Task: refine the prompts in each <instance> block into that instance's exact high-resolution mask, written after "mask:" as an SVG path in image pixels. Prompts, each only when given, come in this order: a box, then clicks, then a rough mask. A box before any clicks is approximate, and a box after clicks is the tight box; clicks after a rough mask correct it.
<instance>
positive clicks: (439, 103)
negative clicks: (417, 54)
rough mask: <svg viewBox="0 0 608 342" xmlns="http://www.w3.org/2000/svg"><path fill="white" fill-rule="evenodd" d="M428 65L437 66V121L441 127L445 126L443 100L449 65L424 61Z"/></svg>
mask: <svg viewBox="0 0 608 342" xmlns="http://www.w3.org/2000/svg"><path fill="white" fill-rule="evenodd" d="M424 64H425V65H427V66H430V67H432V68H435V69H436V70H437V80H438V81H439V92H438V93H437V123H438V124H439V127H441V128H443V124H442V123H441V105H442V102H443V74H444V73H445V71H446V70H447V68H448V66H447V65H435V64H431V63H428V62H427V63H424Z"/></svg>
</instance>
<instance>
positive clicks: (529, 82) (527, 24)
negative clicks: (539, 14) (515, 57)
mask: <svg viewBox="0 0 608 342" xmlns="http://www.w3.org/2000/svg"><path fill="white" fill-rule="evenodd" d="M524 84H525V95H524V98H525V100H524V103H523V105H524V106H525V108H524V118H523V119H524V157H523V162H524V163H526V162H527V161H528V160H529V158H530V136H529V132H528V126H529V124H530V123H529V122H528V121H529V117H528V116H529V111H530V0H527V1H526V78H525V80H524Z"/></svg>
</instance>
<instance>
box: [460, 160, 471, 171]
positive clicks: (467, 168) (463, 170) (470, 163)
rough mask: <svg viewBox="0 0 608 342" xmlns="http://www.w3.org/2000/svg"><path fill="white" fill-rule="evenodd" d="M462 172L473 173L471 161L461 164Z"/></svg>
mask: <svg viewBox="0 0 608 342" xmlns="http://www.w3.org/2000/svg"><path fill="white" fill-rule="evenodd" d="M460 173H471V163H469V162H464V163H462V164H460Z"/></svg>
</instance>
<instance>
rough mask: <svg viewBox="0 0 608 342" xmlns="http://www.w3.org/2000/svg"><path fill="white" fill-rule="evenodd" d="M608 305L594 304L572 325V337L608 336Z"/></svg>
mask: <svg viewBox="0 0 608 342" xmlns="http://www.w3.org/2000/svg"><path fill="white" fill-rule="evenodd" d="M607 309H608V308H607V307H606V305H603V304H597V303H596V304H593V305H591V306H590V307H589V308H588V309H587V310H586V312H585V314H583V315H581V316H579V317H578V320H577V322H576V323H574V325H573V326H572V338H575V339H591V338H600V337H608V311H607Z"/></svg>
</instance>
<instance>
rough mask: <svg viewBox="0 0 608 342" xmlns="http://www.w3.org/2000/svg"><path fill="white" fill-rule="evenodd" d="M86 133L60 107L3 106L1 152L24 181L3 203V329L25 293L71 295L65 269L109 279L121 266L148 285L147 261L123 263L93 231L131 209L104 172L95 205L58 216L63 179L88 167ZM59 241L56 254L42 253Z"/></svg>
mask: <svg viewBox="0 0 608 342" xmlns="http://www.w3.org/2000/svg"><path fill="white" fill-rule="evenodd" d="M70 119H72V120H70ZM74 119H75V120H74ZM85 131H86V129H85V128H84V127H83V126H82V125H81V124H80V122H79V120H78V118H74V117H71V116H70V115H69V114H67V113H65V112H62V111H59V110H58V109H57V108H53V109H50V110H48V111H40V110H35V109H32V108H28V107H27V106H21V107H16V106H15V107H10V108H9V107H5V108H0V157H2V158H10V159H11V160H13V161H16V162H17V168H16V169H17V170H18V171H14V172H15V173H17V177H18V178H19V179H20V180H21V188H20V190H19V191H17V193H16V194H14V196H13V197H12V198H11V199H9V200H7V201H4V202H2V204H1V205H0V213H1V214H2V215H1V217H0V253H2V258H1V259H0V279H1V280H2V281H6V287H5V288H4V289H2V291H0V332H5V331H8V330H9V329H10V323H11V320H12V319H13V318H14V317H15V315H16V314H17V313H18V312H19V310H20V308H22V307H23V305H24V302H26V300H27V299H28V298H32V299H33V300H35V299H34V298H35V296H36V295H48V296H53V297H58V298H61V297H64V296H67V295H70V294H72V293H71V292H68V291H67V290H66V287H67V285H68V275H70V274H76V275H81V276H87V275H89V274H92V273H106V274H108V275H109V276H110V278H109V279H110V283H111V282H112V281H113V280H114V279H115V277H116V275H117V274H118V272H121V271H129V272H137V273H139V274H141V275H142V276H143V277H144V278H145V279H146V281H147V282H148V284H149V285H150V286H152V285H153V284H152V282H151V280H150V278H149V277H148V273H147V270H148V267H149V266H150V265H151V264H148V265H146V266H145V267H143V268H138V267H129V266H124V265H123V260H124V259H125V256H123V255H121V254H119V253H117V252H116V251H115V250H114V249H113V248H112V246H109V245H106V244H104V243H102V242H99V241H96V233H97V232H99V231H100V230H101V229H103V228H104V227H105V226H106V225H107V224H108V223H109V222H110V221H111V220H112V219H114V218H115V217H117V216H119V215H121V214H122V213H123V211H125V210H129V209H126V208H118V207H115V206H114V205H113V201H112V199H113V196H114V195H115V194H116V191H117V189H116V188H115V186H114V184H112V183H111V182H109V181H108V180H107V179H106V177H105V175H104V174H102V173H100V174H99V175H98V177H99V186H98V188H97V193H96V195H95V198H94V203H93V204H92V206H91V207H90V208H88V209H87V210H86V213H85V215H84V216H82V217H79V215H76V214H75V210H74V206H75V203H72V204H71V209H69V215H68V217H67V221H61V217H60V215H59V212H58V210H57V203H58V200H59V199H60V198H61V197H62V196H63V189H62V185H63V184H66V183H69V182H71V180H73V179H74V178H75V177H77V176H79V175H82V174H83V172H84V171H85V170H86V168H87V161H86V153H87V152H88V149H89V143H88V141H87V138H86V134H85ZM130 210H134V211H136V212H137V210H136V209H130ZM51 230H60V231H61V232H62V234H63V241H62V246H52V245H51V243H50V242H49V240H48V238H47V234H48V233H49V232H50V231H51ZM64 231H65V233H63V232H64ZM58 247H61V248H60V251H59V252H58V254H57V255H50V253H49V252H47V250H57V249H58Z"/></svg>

____________________

● Problem to work on
In the material above, each line with the word "positive" should be copied.

● Solution to the exercise
positive clicks: (439, 103)
positive clicks: (529, 82) (527, 24)
positive clicks: (467, 168) (463, 170) (470, 163)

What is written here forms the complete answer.